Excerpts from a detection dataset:
==================================================
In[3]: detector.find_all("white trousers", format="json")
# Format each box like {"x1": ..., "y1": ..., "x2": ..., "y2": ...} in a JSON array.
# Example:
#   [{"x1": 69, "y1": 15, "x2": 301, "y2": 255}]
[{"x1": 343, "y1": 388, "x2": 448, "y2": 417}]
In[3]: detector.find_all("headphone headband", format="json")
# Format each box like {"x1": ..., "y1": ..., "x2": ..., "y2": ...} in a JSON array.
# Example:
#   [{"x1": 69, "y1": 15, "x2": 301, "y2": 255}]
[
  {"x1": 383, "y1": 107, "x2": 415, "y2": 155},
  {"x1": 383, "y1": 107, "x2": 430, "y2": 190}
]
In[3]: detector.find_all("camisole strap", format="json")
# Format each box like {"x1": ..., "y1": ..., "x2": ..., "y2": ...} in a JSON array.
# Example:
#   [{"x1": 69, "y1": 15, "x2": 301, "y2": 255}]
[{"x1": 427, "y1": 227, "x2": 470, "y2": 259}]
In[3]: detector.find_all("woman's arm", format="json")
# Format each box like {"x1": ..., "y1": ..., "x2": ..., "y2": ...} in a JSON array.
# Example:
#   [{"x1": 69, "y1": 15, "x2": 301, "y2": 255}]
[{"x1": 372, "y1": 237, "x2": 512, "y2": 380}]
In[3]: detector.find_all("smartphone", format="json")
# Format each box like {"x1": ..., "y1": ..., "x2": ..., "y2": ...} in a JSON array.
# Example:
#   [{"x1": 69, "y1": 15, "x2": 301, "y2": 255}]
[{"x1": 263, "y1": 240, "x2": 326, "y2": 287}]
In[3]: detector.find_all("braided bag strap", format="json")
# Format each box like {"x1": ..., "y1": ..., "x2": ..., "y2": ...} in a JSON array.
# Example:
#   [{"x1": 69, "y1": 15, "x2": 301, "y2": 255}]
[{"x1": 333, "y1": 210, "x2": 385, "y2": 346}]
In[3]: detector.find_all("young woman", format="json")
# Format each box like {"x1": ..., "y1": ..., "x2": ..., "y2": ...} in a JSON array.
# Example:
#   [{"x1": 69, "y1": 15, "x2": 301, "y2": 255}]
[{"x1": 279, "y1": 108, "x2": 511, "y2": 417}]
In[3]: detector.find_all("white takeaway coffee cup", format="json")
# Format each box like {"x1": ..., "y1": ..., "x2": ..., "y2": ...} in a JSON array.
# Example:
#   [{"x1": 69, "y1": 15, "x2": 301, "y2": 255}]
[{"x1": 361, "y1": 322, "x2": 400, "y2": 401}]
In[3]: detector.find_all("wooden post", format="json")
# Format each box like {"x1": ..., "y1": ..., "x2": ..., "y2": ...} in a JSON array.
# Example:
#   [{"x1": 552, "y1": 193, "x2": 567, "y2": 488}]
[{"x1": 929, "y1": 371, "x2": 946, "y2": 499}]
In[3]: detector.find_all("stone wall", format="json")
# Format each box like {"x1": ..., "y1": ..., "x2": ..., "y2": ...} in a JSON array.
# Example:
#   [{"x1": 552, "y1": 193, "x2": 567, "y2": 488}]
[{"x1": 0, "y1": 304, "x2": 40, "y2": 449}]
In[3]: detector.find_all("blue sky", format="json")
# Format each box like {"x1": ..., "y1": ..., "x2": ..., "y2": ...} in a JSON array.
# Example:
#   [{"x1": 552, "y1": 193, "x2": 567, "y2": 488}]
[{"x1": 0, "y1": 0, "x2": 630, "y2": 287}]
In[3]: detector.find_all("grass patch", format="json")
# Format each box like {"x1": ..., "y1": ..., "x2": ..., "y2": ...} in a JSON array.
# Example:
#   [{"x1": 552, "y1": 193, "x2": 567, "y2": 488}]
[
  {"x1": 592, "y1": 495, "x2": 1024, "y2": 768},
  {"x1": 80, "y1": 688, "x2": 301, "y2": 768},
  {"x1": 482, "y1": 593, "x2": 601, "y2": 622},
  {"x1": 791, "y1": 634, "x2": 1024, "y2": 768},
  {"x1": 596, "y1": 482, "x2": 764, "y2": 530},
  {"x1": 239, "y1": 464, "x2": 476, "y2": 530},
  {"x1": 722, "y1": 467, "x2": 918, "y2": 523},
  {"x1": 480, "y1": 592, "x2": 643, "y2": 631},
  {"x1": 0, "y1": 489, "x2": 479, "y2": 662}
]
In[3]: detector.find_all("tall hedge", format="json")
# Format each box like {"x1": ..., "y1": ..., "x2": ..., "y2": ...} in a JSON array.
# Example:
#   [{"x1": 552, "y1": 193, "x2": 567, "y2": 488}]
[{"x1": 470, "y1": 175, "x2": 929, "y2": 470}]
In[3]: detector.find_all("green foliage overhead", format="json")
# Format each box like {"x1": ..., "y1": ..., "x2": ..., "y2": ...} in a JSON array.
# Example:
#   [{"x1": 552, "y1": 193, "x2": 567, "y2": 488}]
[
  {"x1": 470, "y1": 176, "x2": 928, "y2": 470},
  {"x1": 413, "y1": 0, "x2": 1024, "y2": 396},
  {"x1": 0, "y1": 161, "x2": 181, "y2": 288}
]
==================================================
TASK PROMPT: Reproduce the material above exactly; please quote every line of it.

CORRECT RESPONSE:
In[3]: detector.find_all("white trousers", format="json")
# Format each box like {"x1": ..., "y1": ..., "x2": ..., "y2": ...} in a JSON array.
# Example:
#   [{"x1": 69, "y1": 15, "x2": 301, "y2": 255}]
[{"x1": 343, "y1": 388, "x2": 448, "y2": 417}]
In[3]: detector.find_all("headphone headband", format="json")
# Format each box like {"x1": ..., "y1": ..., "x2": ..., "y2": ...} in a JSON array.
# Example:
#   [{"x1": 69, "y1": 15, "x2": 301, "y2": 255}]
[
  {"x1": 383, "y1": 107, "x2": 415, "y2": 155},
  {"x1": 383, "y1": 107, "x2": 430, "y2": 190}
]
In[3]: detector.find_all("camisole strap", format="json")
# Format each box like {"x1": ..., "y1": ..., "x2": ..., "y2": ...} in a JSON array.
# Example:
#   [{"x1": 69, "y1": 15, "x2": 301, "y2": 255}]
[{"x1": 427, "y1": 227, "x2": 470, "y2": 259}]
In[3]: detector.find_all("woman's arm", format="json")
# Format each box like {"x1": ..., "y1": ..., "x2": ..., "y2": ...} in a JSON array.
# Example:
#   [{"x1": 69, "y1": 15, "x2": 301, "y2": 255}]
[{"x1": 372, "y1": 237, "x2": 512, "y2": 380}]
In[3]: detector.find_all("smartphone", format="json")
# Format each box like {"x1": ..., "y1": ..., "x2": ..., "y2": ...} in a JSON array.
# Example:
#   [{"x1": 69, "y1": 15, "x2": 301, "y2": 255}]
[{"x1": 263, "y1": 240, "x2": 326, "y2": 287}]
In[3]: detector.find_all("braided bag strap", format="json")
# Format each box like {"x1": ..., "y1": ..., "x2": ..., "y2": ...} in a JSON array.
# Example:
#   [{"x1": 69, "y1": 15, "x2": 301, "y2": 255}]
[{"x1": 333, "y1": 210, "x2": 385, "y2": 346}]
In[3]: detector.find_all("young woman", format="json")
# Format each box like {"x1": ..., "y1": ..., "x2": ..., "y2": ...} in a JSON array.
# Example:
#   [{"x1": 69, "y1": 15, "x2": 301, "y2": 255}]
[{"x1": 279, "y1": 108, "x2": 511, "y2": 417}]
In[3]: detector.find_all("white takeaway coffee cup", format="json")
# Format each box like {"x1": ..., "y1": ..., "x2": ..., "y2": ...} in a JSON array.
# Example:
#   [{"x1": 69, "y1": 15, "x2": 301, "y2": 255}]
[{"x1": 361, "y1": 322, "x2": 400, "y2": 401}]
In[3]: detector.find_all("wooden post", format="json")
# Format each box like {"x1": ..., "y1": ..., "x2": ..., "y2": ...} in a JSON array.
# Example:
#   [{"x1": 552, "y1": 193, "x2": 567, "y2": 488}]
[{"x1": 929, "y1": 371, "x2": 946, "y2": 499}]
In[3]: detector.find_all("stone wall", format="json")
# Format each box like {"x1": ..., "y1": ..., "x2": ..., "y2": ...} in a JSON array.
# Example:
#   [{"x1": 552, "y1": 193, "x2": 567, "y2": 488}]
[{"x1": 0, "y1": 304, "x2": 40, "y2": 449}]
In[3]: detector.find_all("blue sky", format="json")
# Format each box like {"x1": ..., "y1": ..., "x2": ..., "y2": ...} in a JSON array.
# Example:
#   [{"x1": 552, "y1": 193, "x2": 567, "y2": 488}]
[{"x1": 0, "y1": 0, "x2": 630, "y2": 287}]
In[3]: detector.find_all("grass patch", format="json")
# Format each box like {"x1": ..., "y1": ..., "x2": ..., "y2": ...} in a JSON array.
# Example:
#   [{"x1": 552, "y1": 193, "x2": 567, "y2": 488}]
[
  {"x1": 592, "y1": 495, "x2": 1024, "y2": 768},
  {"x1": 80, "y1": 688, "x2": 301, "y2": 768},
  {"x1": 482, "y1": 593, "x2": 601, "y2": 622},
  {"x1": 791, "y1": 634, "x2": 1024, "y2": 768},
  {"x1": 596, "y1": 482, "x2": 764, "y2": 530},
  {"x1": 239, "y1": 464, "x2": 476, "y2": 530},
  {"x1": 722, "y1": 467, "x2": 918, "y2": 523},
  {"x1": 480, "y1": 592, "x2": 643, "y2": 631},
  {"x1": 0, "y1": 489, "x2": 479, "y2": 662}
]
In[3]: detector.find_all("tall hedge", format="json")
# Format each box like {"x1": ..., "y1": ..., "x2": ..., "y2": ...} in a JSON array.
# Example:
#   [{"x1": 552, "y1": 193, "x2": 567, "y2": 488}]
[{"x1": 470, "y1": 175, "x2": 929, "y2": 470}]
In[3]: detector.find_all("green foliage overhead", format="json")
# Format each box like {"x1": ..., "y1": ..., "x2": ..., "y2": ...} in a JSON array.
# Example:
#   [{"x1": 552, "y1": 193, "x2": 567, "y2": 488}]
[
  {"x1": 470, "y1": 176, "x2": 928, "y2": 470},
  {"x1": 413, "y1": 0, "x2": 1024, "y2": 396},
  {"x1": 0, "y1": 161, "x2": 181, "y2": 288}
]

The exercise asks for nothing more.